WHAT YOU NEED TO DO =
a: In the passage, how did the writer do on the midterms?
b: Update the passage from "My world imploded when" up to and including "needed to improve.", putting "dismayed" in place of "disappointed".

GIVEN PASSAGE =
──────────

And nothing but.
So, there was a time, early in this academic year, when I was enthusiastic about being a science student. I thought that it was my “calling” to be a doctor, and I worked towards that. In my arrogance, or my misunderstanding, I thought that it was what God wanted for me too.
I pushed myself into this world that has been difficult for me to succeed in, this world of science and biology. I thought that my difficulty lay in discipline, or study habits (and to some degree it did), but I didn’t examine what lay at heart. I went into school with the hopes and expectations of other people on my shoulders. My hopes and expectations too. I tried the hardest I could in my first semester. I changed tactics, study habits, environments, schedules just to get that better grade.
I barely passed.
My world imploded when I got my marks back from last semester. My parents were understandably disappointed as well. They helped pay for that semester with my tuition. I took a lot of time trying to understand what went wrong. I made an “action plan,” I analyzed to the finest detail where I needed to improve.
And indeed I thought I was improving for this last semester. Right up to midterms, I thought I was in good stead. I thought I would be able to pass. I thought I could jack up my GPA.
I barely passed my midterms.
My world imploded a little bit more. I struggled with some recovery stuff around that time as well. I got depressed. I made some poor choices. I got burnt out. I stopped going to some of my classes.
I was heartsick with what I had put myself through school. I consistently did poorer than my expectations; I did poorer than the sheer amount of effort I put into school should have placed me. My roommates can attest to the work I put into school in that first semester, and up to my midterms.
So. I withdrew from two courses. I finished one final. And then, as I began to study for the last course and hardest of the courses for this semester, I realized that in one week I could not study nor make up for the classes missed in a month. I realized that my choices had left me high and dry. So, I tried to withdraw, and found out to my dismay that I had passed the deadline. Suddenly, I was put into a despairing situation. Halfway through this week, I had to sit down with my roommate and work through what was up. I had to tell someone. I had two evils to choose from: go to the final. Stress out. Embarrass myself. Fail. Or not go to the final. Fail. Wake up the next day and look at myself in the mirror.

──────────

DATASET RECORDS =
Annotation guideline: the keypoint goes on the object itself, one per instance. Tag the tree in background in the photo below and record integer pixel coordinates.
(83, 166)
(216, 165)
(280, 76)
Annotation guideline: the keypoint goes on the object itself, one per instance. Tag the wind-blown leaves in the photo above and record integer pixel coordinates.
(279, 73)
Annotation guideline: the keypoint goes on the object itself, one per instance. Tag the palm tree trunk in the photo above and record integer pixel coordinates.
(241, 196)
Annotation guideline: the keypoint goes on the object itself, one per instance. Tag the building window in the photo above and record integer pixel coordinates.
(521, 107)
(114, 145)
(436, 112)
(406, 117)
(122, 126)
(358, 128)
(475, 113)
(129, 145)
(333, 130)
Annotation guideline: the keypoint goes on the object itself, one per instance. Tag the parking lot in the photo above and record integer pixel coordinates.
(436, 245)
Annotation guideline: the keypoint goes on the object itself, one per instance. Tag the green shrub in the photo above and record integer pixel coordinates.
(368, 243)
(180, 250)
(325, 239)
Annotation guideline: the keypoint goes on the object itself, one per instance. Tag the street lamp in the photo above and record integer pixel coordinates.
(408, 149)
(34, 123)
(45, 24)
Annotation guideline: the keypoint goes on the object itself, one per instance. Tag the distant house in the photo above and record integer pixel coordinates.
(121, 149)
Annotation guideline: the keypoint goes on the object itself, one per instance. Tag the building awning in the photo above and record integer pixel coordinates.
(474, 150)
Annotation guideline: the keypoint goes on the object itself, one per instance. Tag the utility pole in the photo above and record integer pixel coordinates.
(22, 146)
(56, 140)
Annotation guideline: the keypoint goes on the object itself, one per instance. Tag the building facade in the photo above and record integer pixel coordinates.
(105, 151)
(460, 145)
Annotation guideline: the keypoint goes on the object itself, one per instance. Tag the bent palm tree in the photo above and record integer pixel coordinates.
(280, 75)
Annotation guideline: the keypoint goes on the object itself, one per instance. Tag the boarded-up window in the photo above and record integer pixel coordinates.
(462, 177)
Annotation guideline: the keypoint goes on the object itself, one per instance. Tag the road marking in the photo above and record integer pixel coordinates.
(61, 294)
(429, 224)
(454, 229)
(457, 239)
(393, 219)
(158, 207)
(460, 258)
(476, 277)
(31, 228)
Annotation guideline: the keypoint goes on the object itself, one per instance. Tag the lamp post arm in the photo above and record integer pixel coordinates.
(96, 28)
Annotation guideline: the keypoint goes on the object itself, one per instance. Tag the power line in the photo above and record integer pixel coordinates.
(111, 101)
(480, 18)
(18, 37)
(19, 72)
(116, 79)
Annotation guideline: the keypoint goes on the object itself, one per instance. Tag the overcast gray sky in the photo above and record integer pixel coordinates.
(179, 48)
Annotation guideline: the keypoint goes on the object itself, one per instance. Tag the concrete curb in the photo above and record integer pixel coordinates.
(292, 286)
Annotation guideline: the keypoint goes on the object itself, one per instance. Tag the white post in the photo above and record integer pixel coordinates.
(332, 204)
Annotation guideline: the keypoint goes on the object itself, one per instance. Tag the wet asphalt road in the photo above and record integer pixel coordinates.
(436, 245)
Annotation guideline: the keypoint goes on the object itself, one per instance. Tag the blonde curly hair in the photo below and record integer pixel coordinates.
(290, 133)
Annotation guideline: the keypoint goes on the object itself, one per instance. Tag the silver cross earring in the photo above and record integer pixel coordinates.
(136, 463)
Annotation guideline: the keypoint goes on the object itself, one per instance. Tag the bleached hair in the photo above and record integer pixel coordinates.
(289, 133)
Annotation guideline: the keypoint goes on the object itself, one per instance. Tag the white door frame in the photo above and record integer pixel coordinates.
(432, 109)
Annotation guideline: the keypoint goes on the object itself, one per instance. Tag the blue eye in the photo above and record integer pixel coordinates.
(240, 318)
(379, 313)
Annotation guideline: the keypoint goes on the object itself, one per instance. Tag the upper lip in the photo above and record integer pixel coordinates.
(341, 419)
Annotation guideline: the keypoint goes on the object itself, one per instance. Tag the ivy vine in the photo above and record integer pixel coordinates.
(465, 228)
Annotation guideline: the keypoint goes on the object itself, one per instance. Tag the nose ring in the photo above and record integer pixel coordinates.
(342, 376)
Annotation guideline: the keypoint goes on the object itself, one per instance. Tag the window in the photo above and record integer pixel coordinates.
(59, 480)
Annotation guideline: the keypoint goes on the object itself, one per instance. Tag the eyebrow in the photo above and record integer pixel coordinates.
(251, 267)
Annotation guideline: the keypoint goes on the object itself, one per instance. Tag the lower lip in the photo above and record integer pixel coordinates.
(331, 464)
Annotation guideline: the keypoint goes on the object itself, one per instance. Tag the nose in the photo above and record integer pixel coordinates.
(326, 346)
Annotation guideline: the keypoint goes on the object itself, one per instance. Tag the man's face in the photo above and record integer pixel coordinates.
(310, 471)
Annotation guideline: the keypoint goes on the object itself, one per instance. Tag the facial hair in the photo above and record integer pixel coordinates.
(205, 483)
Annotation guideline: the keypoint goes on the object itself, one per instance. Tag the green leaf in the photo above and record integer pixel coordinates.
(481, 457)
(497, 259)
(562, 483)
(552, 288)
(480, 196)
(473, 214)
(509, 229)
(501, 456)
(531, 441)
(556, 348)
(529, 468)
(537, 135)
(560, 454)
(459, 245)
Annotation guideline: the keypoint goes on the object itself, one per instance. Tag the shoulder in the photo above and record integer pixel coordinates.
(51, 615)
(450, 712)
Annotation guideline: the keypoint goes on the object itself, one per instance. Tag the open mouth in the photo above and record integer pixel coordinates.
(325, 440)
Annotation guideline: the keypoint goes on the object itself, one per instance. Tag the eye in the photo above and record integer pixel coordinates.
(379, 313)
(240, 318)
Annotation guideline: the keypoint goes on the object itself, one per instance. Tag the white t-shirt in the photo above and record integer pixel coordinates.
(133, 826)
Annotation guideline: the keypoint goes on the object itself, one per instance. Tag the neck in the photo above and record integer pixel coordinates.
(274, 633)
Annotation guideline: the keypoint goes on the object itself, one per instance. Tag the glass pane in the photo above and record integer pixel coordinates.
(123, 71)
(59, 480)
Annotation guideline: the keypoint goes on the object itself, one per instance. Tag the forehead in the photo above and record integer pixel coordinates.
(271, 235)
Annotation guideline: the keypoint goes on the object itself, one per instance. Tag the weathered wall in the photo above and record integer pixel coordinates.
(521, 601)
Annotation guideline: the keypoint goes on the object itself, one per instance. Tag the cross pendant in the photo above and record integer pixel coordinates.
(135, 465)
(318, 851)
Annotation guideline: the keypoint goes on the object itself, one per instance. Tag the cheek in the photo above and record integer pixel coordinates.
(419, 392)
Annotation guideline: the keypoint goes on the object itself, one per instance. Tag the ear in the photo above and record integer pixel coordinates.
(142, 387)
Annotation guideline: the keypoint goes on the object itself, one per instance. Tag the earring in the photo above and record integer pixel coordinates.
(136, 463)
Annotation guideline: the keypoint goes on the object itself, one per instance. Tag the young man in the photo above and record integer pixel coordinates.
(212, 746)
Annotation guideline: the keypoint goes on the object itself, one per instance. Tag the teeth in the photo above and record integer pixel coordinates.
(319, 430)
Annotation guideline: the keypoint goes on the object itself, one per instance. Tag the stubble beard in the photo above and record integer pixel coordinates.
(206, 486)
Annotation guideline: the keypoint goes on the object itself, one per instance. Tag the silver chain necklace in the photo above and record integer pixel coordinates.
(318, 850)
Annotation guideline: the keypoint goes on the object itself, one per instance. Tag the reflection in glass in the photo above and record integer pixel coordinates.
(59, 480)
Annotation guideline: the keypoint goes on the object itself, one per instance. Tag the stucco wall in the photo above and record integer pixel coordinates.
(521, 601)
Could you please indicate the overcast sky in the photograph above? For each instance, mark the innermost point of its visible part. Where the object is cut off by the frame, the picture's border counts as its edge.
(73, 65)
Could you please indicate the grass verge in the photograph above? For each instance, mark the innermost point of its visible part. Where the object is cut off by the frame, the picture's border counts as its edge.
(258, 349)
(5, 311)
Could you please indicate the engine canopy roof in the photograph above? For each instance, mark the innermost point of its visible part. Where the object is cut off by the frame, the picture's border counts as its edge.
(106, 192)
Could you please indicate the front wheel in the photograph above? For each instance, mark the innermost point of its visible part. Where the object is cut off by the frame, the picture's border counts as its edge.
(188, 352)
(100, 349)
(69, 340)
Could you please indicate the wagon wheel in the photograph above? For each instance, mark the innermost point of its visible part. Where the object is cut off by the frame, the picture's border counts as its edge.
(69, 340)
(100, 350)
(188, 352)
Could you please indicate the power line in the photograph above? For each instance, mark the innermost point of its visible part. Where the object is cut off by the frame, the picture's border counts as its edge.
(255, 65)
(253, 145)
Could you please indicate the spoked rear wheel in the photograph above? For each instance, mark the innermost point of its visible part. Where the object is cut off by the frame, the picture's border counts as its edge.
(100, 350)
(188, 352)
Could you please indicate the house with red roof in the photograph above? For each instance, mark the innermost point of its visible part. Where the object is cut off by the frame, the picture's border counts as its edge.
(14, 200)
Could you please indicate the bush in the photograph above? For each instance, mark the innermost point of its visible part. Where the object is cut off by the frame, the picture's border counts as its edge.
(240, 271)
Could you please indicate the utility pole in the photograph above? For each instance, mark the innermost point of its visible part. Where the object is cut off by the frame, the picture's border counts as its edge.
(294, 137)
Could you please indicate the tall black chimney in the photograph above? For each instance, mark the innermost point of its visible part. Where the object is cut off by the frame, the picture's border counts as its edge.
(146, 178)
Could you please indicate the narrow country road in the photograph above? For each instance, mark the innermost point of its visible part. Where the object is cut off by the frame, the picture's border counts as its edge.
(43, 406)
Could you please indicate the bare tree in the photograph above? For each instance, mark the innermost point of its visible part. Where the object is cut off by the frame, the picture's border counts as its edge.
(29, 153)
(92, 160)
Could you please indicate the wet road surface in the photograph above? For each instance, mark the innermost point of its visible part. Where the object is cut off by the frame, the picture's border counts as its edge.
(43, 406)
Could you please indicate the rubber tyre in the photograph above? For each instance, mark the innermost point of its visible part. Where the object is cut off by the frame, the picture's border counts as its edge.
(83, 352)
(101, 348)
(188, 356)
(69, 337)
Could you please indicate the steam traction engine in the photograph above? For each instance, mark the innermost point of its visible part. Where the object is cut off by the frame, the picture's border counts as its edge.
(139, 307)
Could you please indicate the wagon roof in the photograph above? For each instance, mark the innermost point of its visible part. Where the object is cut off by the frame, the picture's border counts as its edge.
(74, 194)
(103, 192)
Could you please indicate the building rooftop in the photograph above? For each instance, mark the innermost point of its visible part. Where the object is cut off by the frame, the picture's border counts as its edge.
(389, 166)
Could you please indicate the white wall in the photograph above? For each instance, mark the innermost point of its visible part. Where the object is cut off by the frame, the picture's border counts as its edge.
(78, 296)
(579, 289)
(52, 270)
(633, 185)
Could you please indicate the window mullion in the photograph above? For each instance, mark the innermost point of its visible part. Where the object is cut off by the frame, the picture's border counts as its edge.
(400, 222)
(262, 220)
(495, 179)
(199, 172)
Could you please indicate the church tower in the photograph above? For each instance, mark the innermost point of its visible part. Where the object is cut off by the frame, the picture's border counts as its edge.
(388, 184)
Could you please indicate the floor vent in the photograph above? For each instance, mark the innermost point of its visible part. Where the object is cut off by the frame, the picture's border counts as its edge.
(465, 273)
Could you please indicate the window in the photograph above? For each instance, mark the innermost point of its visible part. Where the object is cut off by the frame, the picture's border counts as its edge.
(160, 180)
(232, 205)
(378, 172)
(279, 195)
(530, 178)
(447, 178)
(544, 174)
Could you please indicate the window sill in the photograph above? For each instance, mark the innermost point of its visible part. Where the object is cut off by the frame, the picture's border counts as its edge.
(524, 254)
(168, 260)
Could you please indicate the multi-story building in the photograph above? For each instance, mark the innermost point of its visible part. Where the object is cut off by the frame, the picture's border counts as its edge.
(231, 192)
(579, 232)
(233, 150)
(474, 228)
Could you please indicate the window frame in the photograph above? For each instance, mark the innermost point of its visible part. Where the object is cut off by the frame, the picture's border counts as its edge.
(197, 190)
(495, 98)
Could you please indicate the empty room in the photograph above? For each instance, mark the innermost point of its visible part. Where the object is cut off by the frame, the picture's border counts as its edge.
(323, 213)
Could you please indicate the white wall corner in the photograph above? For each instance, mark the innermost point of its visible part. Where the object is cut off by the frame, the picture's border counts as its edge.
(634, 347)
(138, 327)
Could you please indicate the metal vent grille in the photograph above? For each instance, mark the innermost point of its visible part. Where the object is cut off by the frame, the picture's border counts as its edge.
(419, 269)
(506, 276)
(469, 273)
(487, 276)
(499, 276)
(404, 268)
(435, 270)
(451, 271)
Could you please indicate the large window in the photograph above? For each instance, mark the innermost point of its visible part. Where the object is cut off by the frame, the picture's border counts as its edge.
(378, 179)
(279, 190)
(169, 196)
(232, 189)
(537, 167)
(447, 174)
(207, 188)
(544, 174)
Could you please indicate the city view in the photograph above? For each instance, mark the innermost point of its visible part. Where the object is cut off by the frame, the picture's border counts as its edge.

──────────

RESPONSES FOR EACH TASK =
a: The writer barely passed them.

b:
My world imploded when I got my marks back from last semester. My parents were understandably dismayed as well. They helped pay for that semester with my tuition. I took a lot of time trying to understand what went wrong. I made an “action plan,” I analyzed to the finest detail where I needed to improve.